#### [Liste des tâches]
[A] Présentez sous forme de liste à puces le paragraphe du texte qui commence par « Mulakkal affirme avoir démissionné », en gardant ses faits principaux.
[B] Recopiez le texte en commençant à « La démission de l’évêque de » et en terminant à « de l’archidiocèse d’Ernakulam-Angamaly. », et remplacez « la plaignante » par « la religieuse ».

#### [Texte fourni]
-- -- --

Saji Thomas. (Global Sister Report – GSR)
L’évêque catholique indien qui avait été acquitté d’une accusation de viol portée par une religieuse a démissionné, mais les partisans de la plaignante affirment que le combat n’est pas encore terminé.
La démission de l’évêque de Jalandhar, Mgr Franco Mulakkal, le 1er juin, a apporté un certain soulagement aux partisans de la plaignante qui, au cours des cinq dernières années, ont exigé qu’il soit démis de ses fonctions épiscopales.
« Mieux vaut tard que jamais », a déclaré le Frère Augustine Vattoly, ancien responsable de Save Our Sisters, formé pour soutenir la plaignante et cinq religieuses de sa congrégation qui la soutiennent.
Toutefois, la démission de l’évêque laisse de nombreuses questions sans réponse quant à la manière dont le Vatican et la hiérarchie indienne ont géré cette affaire sensible qui a jeté l’opprobre sur l’Église au niveau international, déclare le prêtre de l’archidiocèse d’Ernakulam-Angamaly.
Vattoly et la plaignante vivent tous deux dans l’État du Kerala, dans le sud-ouest de l’Inde, où Mulakkal se consacre désormais à la prédication et au conseil dans un centre de retraite.
Mulakkal affirme avoir démissionné alors même que le tribunal l’a déclaré innocent, afin d’améliorer le fonctionnement du diocèse de Jalandhar, dans l’État du Pendjab, au nord de l’Inde. Il a été évêque de Jalandhar du 13 juin 2013 au 21 septembre 2018, date à laquelle il s’est retiré après le dépôt de l’affaire. En guise d’adieu à son diocèse, M. Mulakkal a célébré la messe le 8 juillet à la cathédrale de Jalandhar.
Selon Mulakkal, il faudra au moins 20 ans aux cours d’appel indiennes pour statuer sur les recours contre son acquittement. « Si je n’avais pas démissionné, le Vatican n’aurait pas été en mesure de nommer un nouvel évêque pour le diocèse », a-t-il déclaré à GSR par téléphone depuis le centre de retraite Christeen à Kottayam, dans l’État du Kerala, où il réside. Il vient de rentrer de quatre retraites à l’étranger.

-- -- --

#### [Données fournies]

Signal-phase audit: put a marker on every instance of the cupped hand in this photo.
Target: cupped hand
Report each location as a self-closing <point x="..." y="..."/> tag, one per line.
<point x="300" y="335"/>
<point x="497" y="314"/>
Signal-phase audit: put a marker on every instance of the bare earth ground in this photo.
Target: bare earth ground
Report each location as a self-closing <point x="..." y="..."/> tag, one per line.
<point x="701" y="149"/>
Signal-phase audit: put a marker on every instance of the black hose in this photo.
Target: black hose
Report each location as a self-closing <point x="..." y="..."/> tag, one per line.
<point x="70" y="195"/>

-- -- --

#### [Corrigé des exercices]
[A]
- Bien que le tribunal l'ait déclaré innocent, Mulakkal dit avoir démissionné pour améliorer le fonctionnement du diocèse de Jalandhar, dans l'État du Pendjab, au nord de l'Inde.
- Il a été évêque de Jalandhar du 13 juin 2013 au 21 septembre 2018. Il s'est retiré à cette date, après le dépôt de l'affaire.
- Pour faire ses adieux à son diocèse, il a célébré la messe le 8 juillet à la cathédrale de Jalandhar.

[B]
La démission de l’évêque de Jalandhar, Mgr Franco Mulakkal, le 1er juin, a apporté un certain soulagement aux partisans de la religieuse qui, au cours des cinq dernières années, ont exigé qu’il soit démis de ses fonctions épiscopales.
« Mieux vaut tard que jamais », a déclaré le Frère Augustine Vattoly, ancien responsable de Save Our Sisters, formé pour soutenir la religieuse et cinq religieuses de sa congrégation qui la soutiennent.
Toutefois, la démission de l’évêque laisse de nombreuses questions sans réponse quant à la manière dont le Vatican et la hiérarchie indienne ont géré cette affaire sensible qui a jeté l’opprobre sur l’Église au niveau international, déclare le prêtre de l’archidiocèse d’Ernakulam-Angamaly.